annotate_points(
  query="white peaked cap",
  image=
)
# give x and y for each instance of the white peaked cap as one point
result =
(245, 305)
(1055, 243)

**What you have to do:**
Quote the rows above word for word.

**Response below:**
annotate_points(
  query="white peaked cap",
  image=
)
# give x and y for each instance of the white peaked cap as one point
result =
(245, 305)
(1055, 243)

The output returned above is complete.